** Begin INFORMATION SHOWN **
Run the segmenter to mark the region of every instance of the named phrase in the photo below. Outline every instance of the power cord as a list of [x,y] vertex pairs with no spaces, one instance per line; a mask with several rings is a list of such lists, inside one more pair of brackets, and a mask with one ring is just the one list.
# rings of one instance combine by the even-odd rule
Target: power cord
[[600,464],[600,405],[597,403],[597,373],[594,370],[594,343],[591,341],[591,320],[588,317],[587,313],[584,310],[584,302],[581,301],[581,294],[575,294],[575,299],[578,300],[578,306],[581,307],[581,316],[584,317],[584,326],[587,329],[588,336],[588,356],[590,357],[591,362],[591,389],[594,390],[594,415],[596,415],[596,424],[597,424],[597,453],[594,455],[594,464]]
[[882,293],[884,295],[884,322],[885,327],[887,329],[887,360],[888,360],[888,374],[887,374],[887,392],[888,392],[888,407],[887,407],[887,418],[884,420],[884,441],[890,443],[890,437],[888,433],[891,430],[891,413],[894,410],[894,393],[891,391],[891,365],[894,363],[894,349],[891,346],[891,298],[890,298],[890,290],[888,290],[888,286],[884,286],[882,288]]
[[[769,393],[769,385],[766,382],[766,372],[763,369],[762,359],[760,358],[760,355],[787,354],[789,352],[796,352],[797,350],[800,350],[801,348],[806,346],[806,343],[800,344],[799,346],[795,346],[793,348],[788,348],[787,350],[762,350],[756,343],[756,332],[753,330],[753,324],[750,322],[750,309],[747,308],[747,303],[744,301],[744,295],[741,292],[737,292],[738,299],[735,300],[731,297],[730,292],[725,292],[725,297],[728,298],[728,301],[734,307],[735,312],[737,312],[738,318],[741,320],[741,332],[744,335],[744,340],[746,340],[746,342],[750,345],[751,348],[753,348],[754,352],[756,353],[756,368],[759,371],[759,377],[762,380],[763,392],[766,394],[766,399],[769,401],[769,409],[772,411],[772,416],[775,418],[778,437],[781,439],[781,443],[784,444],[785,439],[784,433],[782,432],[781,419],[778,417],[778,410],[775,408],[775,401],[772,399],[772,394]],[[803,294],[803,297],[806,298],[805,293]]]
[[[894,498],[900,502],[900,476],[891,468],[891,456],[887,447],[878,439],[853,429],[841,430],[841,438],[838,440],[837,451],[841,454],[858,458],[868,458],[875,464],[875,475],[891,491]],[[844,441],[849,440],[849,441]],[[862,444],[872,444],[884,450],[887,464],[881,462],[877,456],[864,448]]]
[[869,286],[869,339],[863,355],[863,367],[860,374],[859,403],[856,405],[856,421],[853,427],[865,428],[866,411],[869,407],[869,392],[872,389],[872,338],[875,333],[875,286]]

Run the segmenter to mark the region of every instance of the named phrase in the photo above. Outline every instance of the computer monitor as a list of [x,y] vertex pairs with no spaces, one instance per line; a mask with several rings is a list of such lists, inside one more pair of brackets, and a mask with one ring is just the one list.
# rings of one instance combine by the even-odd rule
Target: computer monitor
** End INFORMATION SHOWN **
▶ **THE PROBLEM**: Please convert the stretch from the start of the rows through the line containing "Target: power cord" into a JSON list of strings, one per line, leaving out any blank lines.

▶ **COMPLETED TASK**:
[
  "Run the segmenter to mark the region of every instance of the named phrase in the photo below. Outline every instance of the power cord as a list of [x,y] vertex pairs with no spaces, one instance per line; a mask with several rings is a list of such lists, inside one more pair of brackets, and a mask with one ring is just the one list.",
  "# rings of one instance combine by the even-odd rule",
  "Target: power cord"
]